Task objective
Below are the entries. Transcribe exactly the lines from the one with "box: [754, 373, 841, 455]" through the one with "negative clicks: (735, 400)", ends included, and leave out all others.

Data extracts
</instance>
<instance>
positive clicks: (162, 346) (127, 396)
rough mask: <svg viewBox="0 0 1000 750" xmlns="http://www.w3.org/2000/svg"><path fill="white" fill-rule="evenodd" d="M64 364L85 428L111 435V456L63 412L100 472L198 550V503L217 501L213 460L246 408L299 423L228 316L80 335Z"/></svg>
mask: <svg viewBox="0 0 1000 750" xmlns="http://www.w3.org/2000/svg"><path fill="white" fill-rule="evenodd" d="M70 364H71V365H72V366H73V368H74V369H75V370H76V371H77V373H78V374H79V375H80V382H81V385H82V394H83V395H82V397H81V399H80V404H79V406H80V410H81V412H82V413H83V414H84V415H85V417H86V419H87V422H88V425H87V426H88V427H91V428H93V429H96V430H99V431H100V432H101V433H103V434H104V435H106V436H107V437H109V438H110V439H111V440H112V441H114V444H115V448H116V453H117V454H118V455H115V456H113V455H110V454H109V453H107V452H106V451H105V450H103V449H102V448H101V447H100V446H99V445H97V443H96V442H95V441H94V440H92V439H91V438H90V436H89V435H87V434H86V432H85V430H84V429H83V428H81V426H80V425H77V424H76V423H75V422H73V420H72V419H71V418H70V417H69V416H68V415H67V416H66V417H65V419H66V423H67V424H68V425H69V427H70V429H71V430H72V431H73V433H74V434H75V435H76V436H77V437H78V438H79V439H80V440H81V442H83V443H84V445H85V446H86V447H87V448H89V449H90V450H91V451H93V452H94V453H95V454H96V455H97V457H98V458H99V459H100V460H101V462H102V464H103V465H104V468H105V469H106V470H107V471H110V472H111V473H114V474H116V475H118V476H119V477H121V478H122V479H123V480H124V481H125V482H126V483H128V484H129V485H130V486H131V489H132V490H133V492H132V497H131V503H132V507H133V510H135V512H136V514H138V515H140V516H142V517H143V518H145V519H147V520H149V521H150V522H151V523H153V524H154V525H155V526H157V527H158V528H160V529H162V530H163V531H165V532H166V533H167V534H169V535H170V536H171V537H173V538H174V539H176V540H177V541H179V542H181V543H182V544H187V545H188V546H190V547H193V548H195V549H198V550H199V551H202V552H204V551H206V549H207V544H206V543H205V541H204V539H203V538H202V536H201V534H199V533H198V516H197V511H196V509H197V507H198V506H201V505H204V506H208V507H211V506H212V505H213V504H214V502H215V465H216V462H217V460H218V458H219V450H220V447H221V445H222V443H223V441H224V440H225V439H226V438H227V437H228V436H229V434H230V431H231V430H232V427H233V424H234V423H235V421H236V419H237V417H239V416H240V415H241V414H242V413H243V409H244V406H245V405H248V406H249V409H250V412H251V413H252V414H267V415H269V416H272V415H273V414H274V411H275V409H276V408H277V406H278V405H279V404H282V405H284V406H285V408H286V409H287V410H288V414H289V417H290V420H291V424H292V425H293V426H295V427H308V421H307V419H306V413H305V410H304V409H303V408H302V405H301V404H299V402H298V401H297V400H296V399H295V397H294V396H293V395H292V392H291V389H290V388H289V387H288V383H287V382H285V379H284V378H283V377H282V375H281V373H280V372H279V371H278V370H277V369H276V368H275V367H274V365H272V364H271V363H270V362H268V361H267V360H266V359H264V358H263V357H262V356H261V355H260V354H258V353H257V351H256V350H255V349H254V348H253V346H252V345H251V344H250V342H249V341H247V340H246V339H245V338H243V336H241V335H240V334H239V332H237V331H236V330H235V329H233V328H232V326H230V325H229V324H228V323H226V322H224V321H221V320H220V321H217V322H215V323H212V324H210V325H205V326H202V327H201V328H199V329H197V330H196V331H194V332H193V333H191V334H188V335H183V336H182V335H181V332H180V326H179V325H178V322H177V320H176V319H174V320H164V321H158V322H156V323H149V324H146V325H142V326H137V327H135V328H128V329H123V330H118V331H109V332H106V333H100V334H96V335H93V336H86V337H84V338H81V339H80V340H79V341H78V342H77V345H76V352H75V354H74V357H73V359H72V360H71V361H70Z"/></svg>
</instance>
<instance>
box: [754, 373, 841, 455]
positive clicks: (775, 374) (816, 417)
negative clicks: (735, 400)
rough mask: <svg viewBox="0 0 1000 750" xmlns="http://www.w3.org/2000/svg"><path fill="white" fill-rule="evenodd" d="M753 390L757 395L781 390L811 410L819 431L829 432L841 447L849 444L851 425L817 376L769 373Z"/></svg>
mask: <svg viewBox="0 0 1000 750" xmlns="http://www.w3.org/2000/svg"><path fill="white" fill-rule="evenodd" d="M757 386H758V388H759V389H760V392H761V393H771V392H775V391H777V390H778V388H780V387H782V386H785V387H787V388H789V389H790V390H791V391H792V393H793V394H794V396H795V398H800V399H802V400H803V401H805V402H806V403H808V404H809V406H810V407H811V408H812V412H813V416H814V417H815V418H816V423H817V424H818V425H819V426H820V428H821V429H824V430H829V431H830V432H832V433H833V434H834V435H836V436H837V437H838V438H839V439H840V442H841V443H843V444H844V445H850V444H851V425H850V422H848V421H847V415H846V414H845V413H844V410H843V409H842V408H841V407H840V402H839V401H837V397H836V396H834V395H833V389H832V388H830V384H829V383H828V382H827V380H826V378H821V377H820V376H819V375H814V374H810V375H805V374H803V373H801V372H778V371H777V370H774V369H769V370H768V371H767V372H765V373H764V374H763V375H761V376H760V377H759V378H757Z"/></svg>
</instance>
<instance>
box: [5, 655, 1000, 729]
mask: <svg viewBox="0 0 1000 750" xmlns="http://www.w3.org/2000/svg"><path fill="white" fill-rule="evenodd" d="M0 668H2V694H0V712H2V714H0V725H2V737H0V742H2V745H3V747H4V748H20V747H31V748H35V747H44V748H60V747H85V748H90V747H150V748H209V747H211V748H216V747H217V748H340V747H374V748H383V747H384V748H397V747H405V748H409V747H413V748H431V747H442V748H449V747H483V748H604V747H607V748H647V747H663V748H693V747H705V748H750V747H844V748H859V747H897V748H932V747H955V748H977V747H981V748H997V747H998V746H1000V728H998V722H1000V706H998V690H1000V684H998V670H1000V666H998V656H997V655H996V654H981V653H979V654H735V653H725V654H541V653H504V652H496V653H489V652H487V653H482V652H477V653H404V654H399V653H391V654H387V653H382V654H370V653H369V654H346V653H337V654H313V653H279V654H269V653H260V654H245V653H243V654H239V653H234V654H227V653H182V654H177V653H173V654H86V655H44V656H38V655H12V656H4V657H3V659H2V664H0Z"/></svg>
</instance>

Solution
box: [754, 373, 841, 455]
positive clicks: (775, 374) (816, 417)
negative clicks: (735, 400)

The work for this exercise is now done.